__Job__
Replace every "biggest" with "largest" in the listing below, and change nothing else. Leave the pictures out of your answer.

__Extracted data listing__
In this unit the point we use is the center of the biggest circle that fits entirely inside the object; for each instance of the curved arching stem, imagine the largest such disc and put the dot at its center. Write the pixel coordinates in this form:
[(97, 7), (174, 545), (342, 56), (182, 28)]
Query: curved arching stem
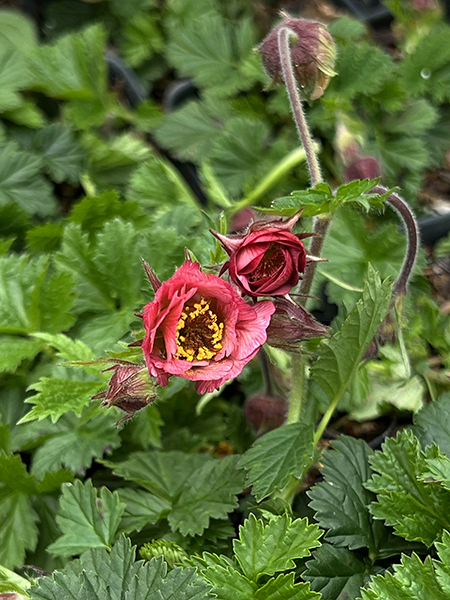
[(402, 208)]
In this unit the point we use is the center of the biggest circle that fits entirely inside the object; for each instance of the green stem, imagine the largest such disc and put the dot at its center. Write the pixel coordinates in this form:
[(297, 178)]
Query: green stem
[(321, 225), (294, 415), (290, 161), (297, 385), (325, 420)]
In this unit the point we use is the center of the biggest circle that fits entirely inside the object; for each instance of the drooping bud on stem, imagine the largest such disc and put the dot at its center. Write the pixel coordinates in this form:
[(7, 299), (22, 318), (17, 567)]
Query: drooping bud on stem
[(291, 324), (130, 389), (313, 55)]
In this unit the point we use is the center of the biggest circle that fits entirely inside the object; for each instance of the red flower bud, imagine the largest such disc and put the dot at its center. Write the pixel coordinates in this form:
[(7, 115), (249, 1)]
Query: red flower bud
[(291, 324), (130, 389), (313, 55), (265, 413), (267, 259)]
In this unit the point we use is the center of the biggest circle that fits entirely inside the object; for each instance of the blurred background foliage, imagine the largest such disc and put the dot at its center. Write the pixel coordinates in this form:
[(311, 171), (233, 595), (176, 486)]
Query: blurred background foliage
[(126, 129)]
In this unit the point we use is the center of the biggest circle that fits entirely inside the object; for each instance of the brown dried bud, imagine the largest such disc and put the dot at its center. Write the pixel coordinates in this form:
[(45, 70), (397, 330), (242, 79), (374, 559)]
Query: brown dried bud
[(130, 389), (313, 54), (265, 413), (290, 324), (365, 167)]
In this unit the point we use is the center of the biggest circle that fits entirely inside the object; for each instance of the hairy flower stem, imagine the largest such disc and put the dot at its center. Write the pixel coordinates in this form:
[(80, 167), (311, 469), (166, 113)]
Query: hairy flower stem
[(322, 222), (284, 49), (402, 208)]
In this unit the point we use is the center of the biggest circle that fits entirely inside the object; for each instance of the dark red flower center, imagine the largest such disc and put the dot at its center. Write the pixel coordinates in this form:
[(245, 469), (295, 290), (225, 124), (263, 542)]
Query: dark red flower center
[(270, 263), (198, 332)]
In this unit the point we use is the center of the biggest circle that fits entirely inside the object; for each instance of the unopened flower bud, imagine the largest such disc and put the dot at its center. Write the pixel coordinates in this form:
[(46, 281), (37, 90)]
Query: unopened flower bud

__Expected output__
In this unit the point we use is the center of the largest circle that fits entirely inside the object; for each instance of the curved arching stem, imagine the largest such disc and put the dot at its center. Write the pixel coordinates in this form:
[(97, 7), (174, 545), (342, 56), (182, 28)]
Query: curved arching stem
[(402, 208)]
In this unit the point we use is the center of the largest circle that fits entirely inside the object; for each instance of the green stem, imagine the largest such disc and put the dot at its center. Write the pixel coordinates in this form:
[(297, 178)]
Query: green stem
[(321, 225), (294, 415), (290, 161), (297, 385), (325, 420)]
In this unit the point we use is the center of the largest circle that fits entirely inside the object; for each instance of the drooping bud on stem, imagine the largest such disc and put the dot at its center. Write the pixel coordinates in this form:
[(7, 299), (22, 318), (17, 567)]
Query: drooping bud on stem
[(291, 324), (130, 389), (313, 55)]
In this unit the point we use is the center of the largest circle that fits entirely inside the object; for each instance of the red flower bud, imagine the largest such disc and put the dot at its center. Write the pixel coordinates in this form:
[(7, 115), (249, 1)]
Query: red flower bud
[(291, 324), (130, 389), (313, 55), (265, 413), (267, 259)]
In this unit the point we use is the center of the largest circle that fits entirely inside the object; for each instance of the blurred background foliage, imagine the largest such disc and put the dot at its center. Write the pixel coordinates in this form:
[(311, 171), (233, 595), (176, 486)]
Query: blurred background foliage
[(126, 129)]
In this unit the point we use is the center of the largest circle that fits entirely inside the object; for each instance of the brown dried bud, imagine the largest such disc and put the dot at its center. Write the pixel coordinates in this form:
[(45, 70), (397, 330), (242, 79), (374, 559)]
Query: brown dried bud
[(130, 389), (313, 54), (265, 413), (290, 324), (365, 167)]
In this unit the point we use is the center of the largest circle that fits entirely inside the object; for each instance of the hairy flower stem, imagine the largest such disc and put the dot at its center. Write the pixel coordinates in this form:
[(80, 167), (311, 469), (166, 113)]
Query: hairy flower stem
[(322, 222), (284, 49), (402, 208)]
In this unit the point we use is the center of the largest circle that fits entirely inside the object; for each instance of the dark red flower center, imagine the largest such disc and put the dot at its center. Write the pixel coordinates in this form:
[(245, 469), (295, 290), (225, 124), (263, 542)]
Query: dark red flower center
[(270, 263), (198, 332)]
In this unit the point we use is the center of the largest circle that fits entirely inside the object; for each instance of the unopened flower bud, imagine the largest such disc and put the dot at its center. Write the pixel coordinates in this form:
[(46, 281), (37, 90)]
Query: unopened flower bud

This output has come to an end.